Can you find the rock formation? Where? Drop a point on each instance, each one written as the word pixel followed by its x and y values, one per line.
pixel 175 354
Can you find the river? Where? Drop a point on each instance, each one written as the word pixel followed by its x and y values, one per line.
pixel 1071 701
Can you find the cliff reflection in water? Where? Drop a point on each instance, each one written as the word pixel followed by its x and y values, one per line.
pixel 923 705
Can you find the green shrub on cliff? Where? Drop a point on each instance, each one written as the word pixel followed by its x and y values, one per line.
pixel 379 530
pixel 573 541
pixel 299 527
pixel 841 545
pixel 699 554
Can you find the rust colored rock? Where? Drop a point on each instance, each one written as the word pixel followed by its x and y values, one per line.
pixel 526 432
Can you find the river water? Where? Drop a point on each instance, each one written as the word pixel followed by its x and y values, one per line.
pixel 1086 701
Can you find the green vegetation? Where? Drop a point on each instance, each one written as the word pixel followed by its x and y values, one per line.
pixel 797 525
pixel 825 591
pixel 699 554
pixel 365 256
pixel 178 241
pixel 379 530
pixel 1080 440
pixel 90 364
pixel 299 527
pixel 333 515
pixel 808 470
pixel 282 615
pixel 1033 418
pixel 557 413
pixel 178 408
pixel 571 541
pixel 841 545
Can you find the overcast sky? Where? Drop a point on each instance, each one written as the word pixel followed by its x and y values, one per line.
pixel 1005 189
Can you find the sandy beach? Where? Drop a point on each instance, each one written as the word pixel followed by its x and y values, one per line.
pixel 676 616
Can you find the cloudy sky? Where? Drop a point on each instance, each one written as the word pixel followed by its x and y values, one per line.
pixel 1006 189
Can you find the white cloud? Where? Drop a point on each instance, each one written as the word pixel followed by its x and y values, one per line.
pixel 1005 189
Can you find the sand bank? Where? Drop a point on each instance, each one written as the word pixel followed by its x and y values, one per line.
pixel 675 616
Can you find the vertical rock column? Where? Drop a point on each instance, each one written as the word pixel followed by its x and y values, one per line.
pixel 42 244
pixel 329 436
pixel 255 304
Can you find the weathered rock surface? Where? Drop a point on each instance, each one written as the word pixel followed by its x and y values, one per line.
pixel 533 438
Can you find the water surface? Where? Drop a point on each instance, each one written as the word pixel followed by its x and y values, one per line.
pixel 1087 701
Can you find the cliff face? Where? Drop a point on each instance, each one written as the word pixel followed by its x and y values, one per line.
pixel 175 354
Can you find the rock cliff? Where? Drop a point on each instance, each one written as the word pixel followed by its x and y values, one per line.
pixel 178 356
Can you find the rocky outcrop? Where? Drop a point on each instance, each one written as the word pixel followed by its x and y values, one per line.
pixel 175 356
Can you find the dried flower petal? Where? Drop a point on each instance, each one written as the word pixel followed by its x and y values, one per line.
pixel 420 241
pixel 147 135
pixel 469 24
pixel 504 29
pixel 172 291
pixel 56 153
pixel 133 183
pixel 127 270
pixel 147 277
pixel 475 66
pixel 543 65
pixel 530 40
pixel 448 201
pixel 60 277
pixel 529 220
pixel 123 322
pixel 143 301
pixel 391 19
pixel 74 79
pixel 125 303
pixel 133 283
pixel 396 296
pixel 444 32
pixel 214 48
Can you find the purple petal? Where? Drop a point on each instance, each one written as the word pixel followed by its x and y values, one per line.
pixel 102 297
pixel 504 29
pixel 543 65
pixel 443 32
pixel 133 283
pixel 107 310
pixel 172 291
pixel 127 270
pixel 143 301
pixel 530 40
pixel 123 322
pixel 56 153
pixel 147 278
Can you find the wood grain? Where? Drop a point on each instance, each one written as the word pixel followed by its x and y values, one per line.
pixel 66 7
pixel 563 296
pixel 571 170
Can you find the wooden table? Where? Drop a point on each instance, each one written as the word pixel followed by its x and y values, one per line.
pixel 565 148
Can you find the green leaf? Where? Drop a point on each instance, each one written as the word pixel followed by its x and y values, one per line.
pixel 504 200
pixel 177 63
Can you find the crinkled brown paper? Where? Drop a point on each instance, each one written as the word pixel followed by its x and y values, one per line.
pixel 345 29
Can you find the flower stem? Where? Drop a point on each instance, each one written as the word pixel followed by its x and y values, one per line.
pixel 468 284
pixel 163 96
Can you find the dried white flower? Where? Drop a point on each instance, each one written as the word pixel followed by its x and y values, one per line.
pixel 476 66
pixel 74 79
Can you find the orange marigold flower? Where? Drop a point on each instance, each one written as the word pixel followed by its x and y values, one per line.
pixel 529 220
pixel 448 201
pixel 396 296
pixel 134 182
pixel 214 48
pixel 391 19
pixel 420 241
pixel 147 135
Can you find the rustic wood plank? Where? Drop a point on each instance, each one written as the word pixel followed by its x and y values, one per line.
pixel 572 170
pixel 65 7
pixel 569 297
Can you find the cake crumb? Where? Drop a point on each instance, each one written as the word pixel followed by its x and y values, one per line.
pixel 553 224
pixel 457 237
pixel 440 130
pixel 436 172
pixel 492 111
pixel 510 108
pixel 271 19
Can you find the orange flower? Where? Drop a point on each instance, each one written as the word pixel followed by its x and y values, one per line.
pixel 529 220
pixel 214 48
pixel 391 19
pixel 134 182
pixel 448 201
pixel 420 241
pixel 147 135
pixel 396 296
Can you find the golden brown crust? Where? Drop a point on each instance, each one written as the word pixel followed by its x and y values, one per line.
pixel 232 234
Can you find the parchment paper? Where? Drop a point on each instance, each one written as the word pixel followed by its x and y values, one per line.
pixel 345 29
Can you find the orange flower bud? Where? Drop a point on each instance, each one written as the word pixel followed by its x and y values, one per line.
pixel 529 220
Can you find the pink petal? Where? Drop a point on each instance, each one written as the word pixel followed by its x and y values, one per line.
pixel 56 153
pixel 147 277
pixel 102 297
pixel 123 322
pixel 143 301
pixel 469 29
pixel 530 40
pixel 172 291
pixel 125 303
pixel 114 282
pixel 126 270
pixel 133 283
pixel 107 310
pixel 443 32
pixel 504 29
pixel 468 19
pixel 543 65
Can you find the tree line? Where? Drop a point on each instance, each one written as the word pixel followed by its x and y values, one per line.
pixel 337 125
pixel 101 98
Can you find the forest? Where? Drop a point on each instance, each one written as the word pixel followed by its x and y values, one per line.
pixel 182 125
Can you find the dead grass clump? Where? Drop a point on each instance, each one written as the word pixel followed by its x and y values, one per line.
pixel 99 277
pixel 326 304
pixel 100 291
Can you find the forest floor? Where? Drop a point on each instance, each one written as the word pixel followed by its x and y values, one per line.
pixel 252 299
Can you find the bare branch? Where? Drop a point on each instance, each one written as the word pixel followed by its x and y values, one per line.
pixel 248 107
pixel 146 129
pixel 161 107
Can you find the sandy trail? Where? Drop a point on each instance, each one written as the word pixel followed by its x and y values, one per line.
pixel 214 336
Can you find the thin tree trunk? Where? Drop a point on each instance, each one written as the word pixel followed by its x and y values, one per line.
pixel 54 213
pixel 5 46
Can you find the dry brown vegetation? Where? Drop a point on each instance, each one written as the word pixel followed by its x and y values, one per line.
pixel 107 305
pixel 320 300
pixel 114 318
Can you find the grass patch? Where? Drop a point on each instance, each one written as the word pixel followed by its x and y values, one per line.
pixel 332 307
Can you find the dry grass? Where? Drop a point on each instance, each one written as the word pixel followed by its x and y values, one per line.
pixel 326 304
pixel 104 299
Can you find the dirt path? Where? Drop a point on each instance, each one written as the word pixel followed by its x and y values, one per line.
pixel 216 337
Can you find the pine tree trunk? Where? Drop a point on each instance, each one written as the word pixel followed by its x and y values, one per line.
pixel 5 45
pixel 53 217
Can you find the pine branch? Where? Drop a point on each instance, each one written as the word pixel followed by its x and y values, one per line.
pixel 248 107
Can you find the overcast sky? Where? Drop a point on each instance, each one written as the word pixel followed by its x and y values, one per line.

• Written instruction: Copy the records again, requests included, from the line with "Can you find the rust colored" up to and including the line with "pixel 1086 701", and nothing else. Multiply each pixel coordinate in the answers by 0.65 and round it to a whole number, rounding halves up, while leaving the numbers in the requests and their format samples unchanged.

• Exercise solution:
Can you find the rust colored rock? Where? Drop a point on each instance, each one written as the word pixel followed by its x and y values, one per line.
pixel 342 281
Can you find the river water? Where? Drop a point on each instance, each one written as the word pixel followed by its x and y values, one per line.
pixel 706 456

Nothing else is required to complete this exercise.